_SELECTED EXTRACT:_
The Bendigo and Adelaide Bank Ltd (ASX: BEN) share price is in reverse on Monday morning.
This follows the release of the company's full year results for the 2022 financial year.
At the time of writing, the regional bank's shares are down 5.01% to $10.24.
Bendigo Bank share price sinks amid a 'challenging and competitive environment'
- Total income up 0.4% to $1,709.9 million
- Statutory net profit after tax down 6.9% to $488.1 million
- Cash earnings after tax up 9.4% to $500.4 million
- Fully franked final dividend per share of 26.5 cents
- CET1 ratio up 11 basis points to 9.68%
What happened in FY2022?
For the 12 months ended 30 June, Bendigo Bank reported a 9.4% increase in cash earnings after tax to $500.4 million. This was underpinned by disciplined cost management and lower loan provisions.
The net interest margin (NIM) declined 11 basis points in the previous half to 1.69% reflecting the historically low interest rate environment. Variable and fixed residential loan competitive pressure led to a decline of around 15 basis points over the first half.
In addition, the company's Common Equity Tier 1 (CET1) ratio – a key measure of financial strength – rose again, up 11 basis points to 9.68%. This is above Australian Prudential Regulation Authority's (APRA) benchmark target for standardised banks. Bendigo Bank stated that its strong capital position reflects a well-managed balance sheet and strong risk management.

_EXERCISE DATA:_
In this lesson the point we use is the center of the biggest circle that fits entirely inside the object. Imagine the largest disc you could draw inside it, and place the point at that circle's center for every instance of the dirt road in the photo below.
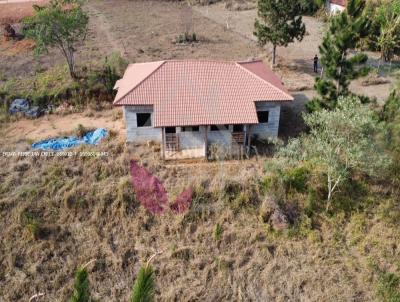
(295, 64)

_EXERCISE TASKS:_
#1 What fully franked final dividend per share did Bendigo Bank declare, according to the article on its 2022 results?
#2 Summarize the article on Bendigo Bank's 2022 results in two sentences.
#3 Continue the article on Bendigo Bank's 2022 results from where it stops.

_ANSWERS BY TASK:_
#1 26.5 cents per share.

#2 Bendigo and Adelaide Bank shares fell 5.01% to $10.24 on Monday morning after the regional bank released its FY2022 results, which showed cash earnings after tax up 9.4% to $500.4 million but statutory net profit after tax down 6.9% to $488.1 million. The net interest margin declined to 1.69% because of historically low interest rates and competitive pressure on residential loans, while the CET1 ratio rose 11 basis points to 9.68%, above APRA's benchmark target for standardised banks.

#3
The robust performance allowed the Bendigo Bank board to declare a fully franked final dividend of 26.5 cents per share. This takes the full year dividend to 53 cents apiece, up 6% from the 50 cents in the prior corresponding period.
Bendigo Bank's CEO and managing director, Marnie Baker touched on the company's performance in FY2022. She said:
These results show we have delivered what we promised in a challenging and competitive environment. Bendigo and Adelaide Bank has delivered continued growth in loans, deposits and customer numbers. We have reduced costs and improved our cost to income ratio while maintaining a strong balance sheet and preserving our credit quality.
We have achieved a fourth consecutive half of positive jaws and our transformation agenda is on track. Our performance for FY22 is evidence that our strategy is working. The Bank is proud of the progress it has made and the discipline we have shown however we know we have more to do.
What's the outlook for FY2023?
No guidance has been given for FY2023. However, Baker spoke about focusing on the company's overall returns. She concluded:
What we hoped was going to be a relatively smooth economic landing coming out of COVID has got a little bumpy, as we face into growing inflationary pressures, a tight jobs market, rising wages and general global uncertainty.
Cash rate increases from the Reserve Bank are beginning to have an impact on property values in some markets and we can expect credit growth to moderate and competition to remain intense.
Taking inflationary headwinds into account, our aim is to keep costs broadly flat. Our investment spend will remain at current levels through to FY24 before declining and impairment expenses should return to historical averages over the medium term.